- **Stored data**:
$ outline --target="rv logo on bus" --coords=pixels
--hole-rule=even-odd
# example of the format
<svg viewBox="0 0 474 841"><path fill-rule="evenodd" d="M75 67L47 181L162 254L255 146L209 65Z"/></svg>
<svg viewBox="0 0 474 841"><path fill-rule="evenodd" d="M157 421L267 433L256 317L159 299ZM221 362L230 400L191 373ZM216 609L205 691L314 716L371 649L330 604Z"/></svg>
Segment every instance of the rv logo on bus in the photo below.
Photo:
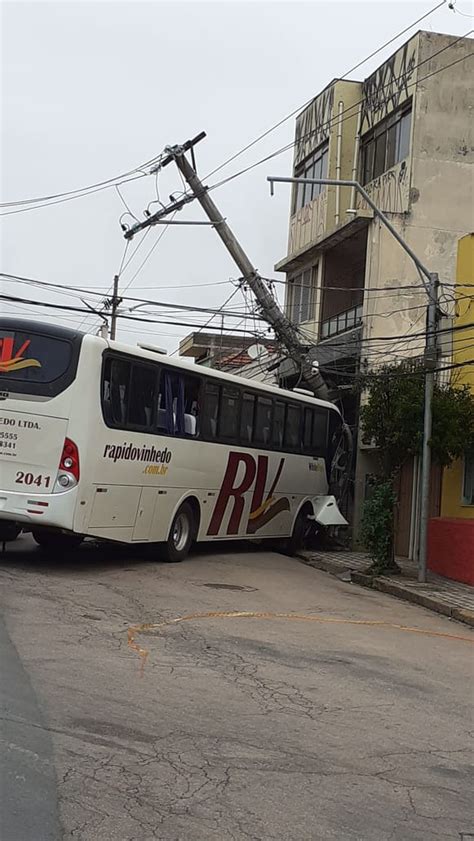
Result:
<svg viewBox="0 0 474 841"><path fill-rule="evenodd" d="M255 534L259 529L273 520L277 514L280 514L282 511L289 511L290 503L286 497L280 497L280 499L275 499L274 497L284 463L285 459L281 458L272 479L270 490L264 498L265 486L268 479L268 456L254 458L249 453L229 453L224 480L207 531L208 535L219 533L230 499L233 500L233 507L226 533L238 534L240 521L244 512L244 494L251 489L252 485L253 495L246 527L247 534ZM243 476L237 478L241 467L244 468Z"/></svg>
<svg viewBox="0 0 474 841"><path fill-rule="evenodd" d="M31 340L26 339L16 353L14 353L14 341L12 336L0 338L0 374L9 374L21 368L41 368L41 362L37 359L25 359ZM5 398L2 397L2 399Z"/></svg>

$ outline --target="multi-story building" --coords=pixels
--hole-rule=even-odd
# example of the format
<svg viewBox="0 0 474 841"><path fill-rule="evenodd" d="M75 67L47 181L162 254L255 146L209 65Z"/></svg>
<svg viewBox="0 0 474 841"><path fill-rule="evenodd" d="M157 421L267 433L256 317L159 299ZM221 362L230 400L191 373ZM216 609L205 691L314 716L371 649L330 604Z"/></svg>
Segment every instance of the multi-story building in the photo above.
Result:
<svg viewBox="0 0 474 841"><path fill-rule="evenodd" d="M467 38L419 32L364 82L334 79L296 121L294 176L358 180L438 272L448 315L457 242L472 227L471 55ZM360 194L342 186L294 185L287 255L275 268L286 273L286 310L317 344L357 439L354 375L422 352L420 275ZM360 436L356 453L357 531L376 459ZM397 551L408 556L416 552L417 473L410 464L401 478ZM439 496L433 482L434 514Z"/></svg>

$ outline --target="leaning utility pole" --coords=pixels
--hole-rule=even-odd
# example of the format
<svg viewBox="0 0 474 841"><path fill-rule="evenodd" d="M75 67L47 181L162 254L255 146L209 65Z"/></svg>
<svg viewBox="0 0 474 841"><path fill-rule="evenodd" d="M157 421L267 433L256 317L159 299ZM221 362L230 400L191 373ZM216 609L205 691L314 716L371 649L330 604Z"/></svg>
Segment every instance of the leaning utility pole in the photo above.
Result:
<svg viewBox="0 0 474 841"><path fill-rule="evenodd" d="M225 219L222 218L217 206L210 198L208 188L205 187L202 181L198 178L195 165L192 166L186 158L186 152L191 150L191 156L194 164L193 147L205 136L205 132L202 132L193 140L188 140L183 146L168 146L165 149L166 157L161 161L159 166L160 168L163 168L171 163L171 161L175 161L179 171L189 184L192 193L197 198L199 204L208 216L212 225L215 227L232 259L237 264L245 283L248 284L254 293L265 320L268 321L273 328L276 337L285 347L288 356L293 360L297 369L301 371L302 378L308 384L309 388L311 388L317 397L325 400L328 397L328 388L319 372L319 368L317 363L315 363L314 357L312 357L309 353L310 348L301 341L299 333L293 322L290 321L290 319L280 309L277 301L273 298L258 271L250 262L240 243L236 240L234 234L232 233L229 225ZM174 206L164 210L159 210L157 213L146 219L146 221L133 225L125 232L125 238L131 239L143 228L159 224L163 216L169 214L173 210L180 209L188 201L189 198L185 198L184 200L181 199Z"/></svg>

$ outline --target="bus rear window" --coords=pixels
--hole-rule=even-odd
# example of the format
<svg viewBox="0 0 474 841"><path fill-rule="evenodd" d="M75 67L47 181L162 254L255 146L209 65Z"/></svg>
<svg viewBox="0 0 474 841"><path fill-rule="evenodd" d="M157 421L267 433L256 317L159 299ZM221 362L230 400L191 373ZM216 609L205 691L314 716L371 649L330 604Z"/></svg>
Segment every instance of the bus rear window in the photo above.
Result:
<svg viewBox="0 0 474 841"><path fill-rule="evenodd" d="M66 338L0 327L0 390L59 394L75 376L74 344Z"/></svg>

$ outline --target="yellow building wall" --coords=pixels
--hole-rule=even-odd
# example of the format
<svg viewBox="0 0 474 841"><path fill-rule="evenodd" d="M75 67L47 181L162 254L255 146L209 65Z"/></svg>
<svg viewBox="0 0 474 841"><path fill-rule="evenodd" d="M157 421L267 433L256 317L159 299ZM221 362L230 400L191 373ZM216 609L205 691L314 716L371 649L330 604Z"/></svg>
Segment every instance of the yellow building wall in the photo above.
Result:
<svg viewBox="0 0 474 841"><path fill-rule="evenodd" d="M474 299L464 298L473 295L474 283L474 234L468 234L458 243L456 268L456 317L454 326L474 322ZM474 354L474 328L456 329L453 333L453 363L463 365L472 360ZM474 365L454 369L455 382L468 385L474 394ZM463 505L462 486L464 463L462 459L453 462L444 470L441 494L441 516L474 519L474 505Z"/></svg>

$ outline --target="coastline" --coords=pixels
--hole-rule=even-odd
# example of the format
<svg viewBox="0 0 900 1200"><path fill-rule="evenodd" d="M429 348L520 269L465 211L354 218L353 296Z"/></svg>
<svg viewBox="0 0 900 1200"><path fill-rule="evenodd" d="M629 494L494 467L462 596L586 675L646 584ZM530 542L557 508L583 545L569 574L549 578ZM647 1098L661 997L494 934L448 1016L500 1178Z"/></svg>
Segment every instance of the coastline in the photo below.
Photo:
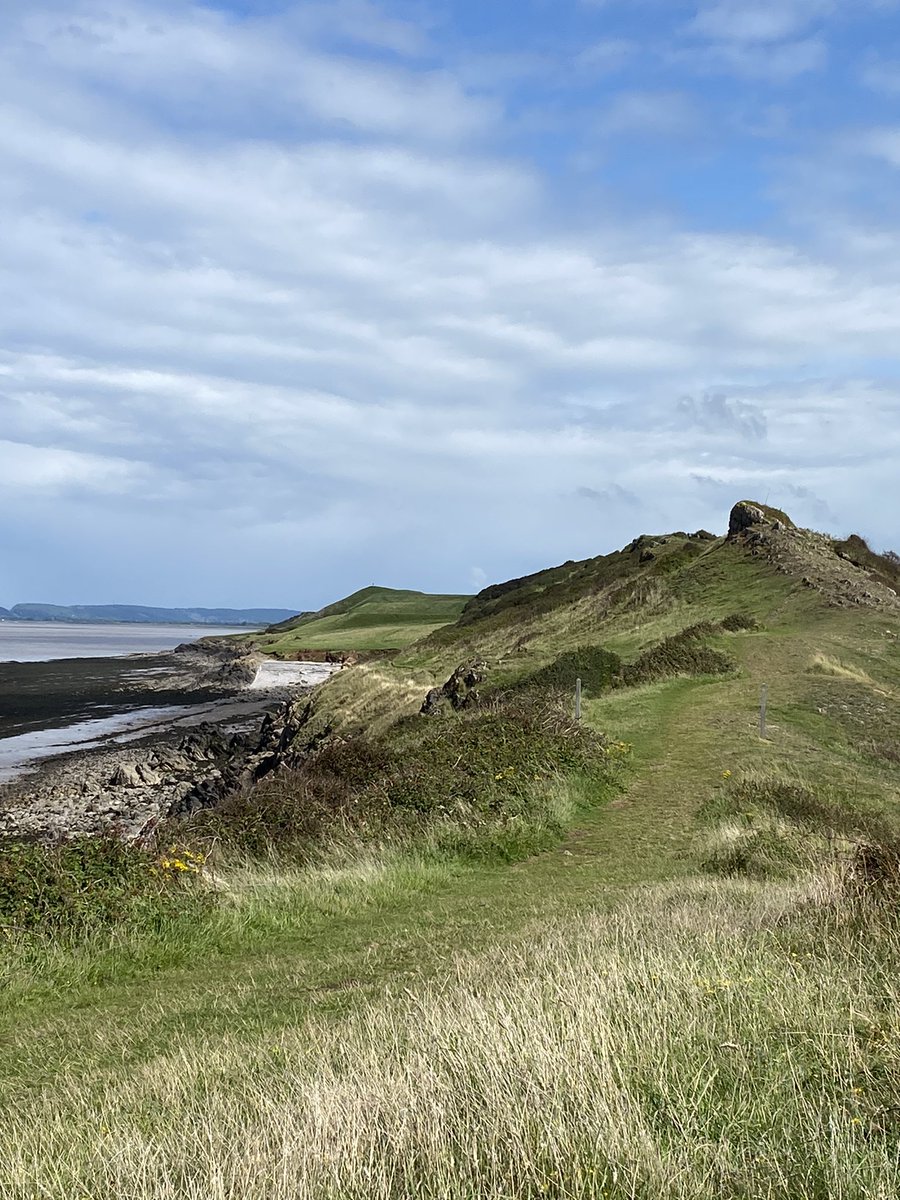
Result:
<svg viewBox="0 0 900 1200"><path fill-rule="evenodd" d="M340 669L210 642L0 663L0 836L134 840L170 813L215 803L258 777L273 728L296 723L298 700Z"/></svg>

- **Problem description**:
Repeat the records in full, exactly as they appear, but with the pictures removed.

- **Result**:
$ outline --target="rv logo on bus" --coords=pixels
--hole-rule=even-odd
# example of the format
<svg viewBox="0 0 474 841"><path fill-rule="evenodd" d="M75 67L47 181L162 254L255 146L209 65Z"/></svg>
<svg viewBox="0 0 474 841"><path fill-rule="evenodd" d="M157 421L267 433L256 317L159 299ZM221 362L230 400L191 373ZM216 609L205 691L314 716L371 649L330 604Z"/></svg>
Segment every instance of the rv logo on bus in the photo below.
Photo:
Result:
<svg viewBox="0 0 474 841"><path fill-rule="evenodd" d="M255 534L259 529L273 520L277 514L280 514L282 511L289 511L290 503L286 497L280 497L280 499L275 499L274 497L284 463L285 459L281 458L272 479L270 490L264 498L265 486L268 479L268 456L254 458L249 453L229 453L224 480L207 531L208 535L219 533L230 499L233 500L233 507L226 533L238 534L240 521L244 512L244 494L251 489L252 485L253 495L246 527L247 534ZM243 476L237 478L241 467L244 468Z"/></svg>
<svg viewBox="0 0 474 841"><path fill-rule="evenodd" d="M31 340L26 339L16 353L14 353L14 341L12 336L0 338L0 374L9 374L21 368L41 368L41 362L37 359L25 359ZM5 398L2 397L2 399Z"/></svg>

$ outline --target="multi-story building" --coords=pixels
--hole-rule=even-odd
# example of the format
<svg viewBox="0 0 474 841"><path fill-rule="evenodd" d="M75 67L47 181L162 254L255 146L209 65Z"/></svg>
<svg viewBox="0 0 474 841"><path fill-rule="evenodd" d="M157 421L267 433L256 317L159 299ZM221 362L230 400L191 373ZM216 609L205 691L314 716L371 649L330 604Z"/></svg>
Segment every instance of the multi-story building in the photo above.
Result:
<svg viewBox="0 0 474 841"><path fill-rule="evenodd" d="M467 38L419 32L364 82L334 79L296 121L294 176L358 180L438 272L448 315L457 242L472 227L471 55ZM360 194L342 186L294 185L287 255L275 268L286 273L286 310L317 344L357 439L354 375L422 352L420 275ZM360 436L356 453L357 531L376 459ZM397 551L408 556L416 552L417 473L410 464L401 478ZM439 496L433 482L434 514Z"/></svg>

$ outline --target="leaning utility pole" --coords=pixels
--hole-rule=even-odd
# example of the format
<svg viewBox="0 0 474 841"><path fill-rule="evenodd" d="M75 67L47 181L162 254L255 146L209 65Z"/></svg>
<svg viewBox="0 0 474 841"><path fill-rule="evenodd" d="M157 421L267 433L256 317L159 299ZM221 362L230 400L191 373ZM216 609L205 691L314 716L371 649L330 604Z"/></svg>
Segment every instance of the leaning utility pole in the photo above.
Result:
<svg viewBox="0 0 474 841"><path fill-rule="evenodd" d="M225 219L222 218L217 206L210 198L208 188L205 187L202 181L198 178L195 165L192 166L186 158L186 152L191 150L191 156L194 164L193 147L205 136L205 132L202 132L193 140L188 140L183 146L168 146L165 149L166 157L161 161L159 166L160 168L163 168L171 163L171 161L175 161L179 171L189 184L192 193L197 198L199 204L208 216L212 225L215 227L232 259L237 264L245 283L248 284L254 293L265 320L268 321L273 328L276 337L285 347L288 356L293 360L297 369L301 371L302 378L308 384L309 388L311 388L317 397L325 400L328 397L328 388L319 372L319 368L317 363L315 363L314 357L312 357L309 353L310 348L301 341L299 333L293 322L290 321L290 319L280 309L277 301L273 298L258 271L250 262L240 243L236 240L234 234L232 233L229 225ZM174 206L164 210L159 210L157 213L146 219L146 221L133 225L125 232L125 238L131 239L143 228L159 224L163 216L169 214L173 210L180 209L188 201L189 198L185 198L184 200L181 199Z"/></svg>

$ outline --target="bus rear window" --coords=pixels
--hole-rule=even-odd
# example of the format
<svg viewBox="0 0 474 841"><path fill-rule="evenodd" d="M75 67L47 181L162 254L255 146L209 65Z"/></svg>
<svg viewBox="0 0 474 841"><path fill-rule="evenodd" d="M157 421L267 433L256 317L159 299ZM221 362L230 400L191 373ZM216 609L205 691L314 716L371 649L330 604Z"/></svg>
Segment every instance of the bus rear window in the photo above.
Result:
<svg viewBox="0 0 474 841"><path fill-rule="evenodd" d="M66 338L0 327L0 390L59 394L75 376L74 344Z"/></svg>

$ outline --target="yellow building wall" --coords=pixels
--hole-rule=even-odd
# example of the format
<svg viewBox="0 0 474 841"><path fill-rule="evenodd" d="M75 67L47 181L162 254L255 146L209 65Z"/></svg>
<svg viewBox="0 0 474 841"><path fill-rule="evenodd" d="M157 421L267 433L256 317L159 299ZM221 362L230 400L191 373ZM216 609L205 691L314 716L371 649L330 604Z"/></svg>
Segment every instance of the yellow building wall in the photo above.
Result:
<svg viewBox="0 0 474 841"><path fill-rule="evenodd" d="M474 299L464 298L473 295L474 283L474 234L468 234L458 243L456 268L456 317L454 326L474 322ZM474 354L474 328L456 329L453 333L453 363L463 365L472 360ZM474 365L454 369L455 382L468 385L474 394ZM463 505L462 486L464 463L462 459L453 462L444 470L441 494L441 516L474 519L474 505Z"/></svg>

$ outline --target="coastline" --coords=pixels
--hole-rule=even-odd
# example of the format
<svg viewBox="0 0 900 1200"><path fill-rule="evenodd" d="M429 348L520 269L465 211L354 218L353 296Z"/></svg>
<svg viewBox="0 0 900 1200"><path fill-rule="evenodd" d="M629 494L494 467L462 596L586 675L646 584ZM530 542L557 508L583 545L569 574L549 578ZM647 1098L661 997L494 934L448 1016L500 1178Z"/></svg>
Segment every instance of the coastline in the photo below.
Photo:
Result:
<svg viewBox="0 0 900 1200"><path fill-rule="evenodd" d="M340 669L210 642L0 663L0 836L134 840L170 813L215 803L258 777L273 728L296 723L298 700Z"/></svg>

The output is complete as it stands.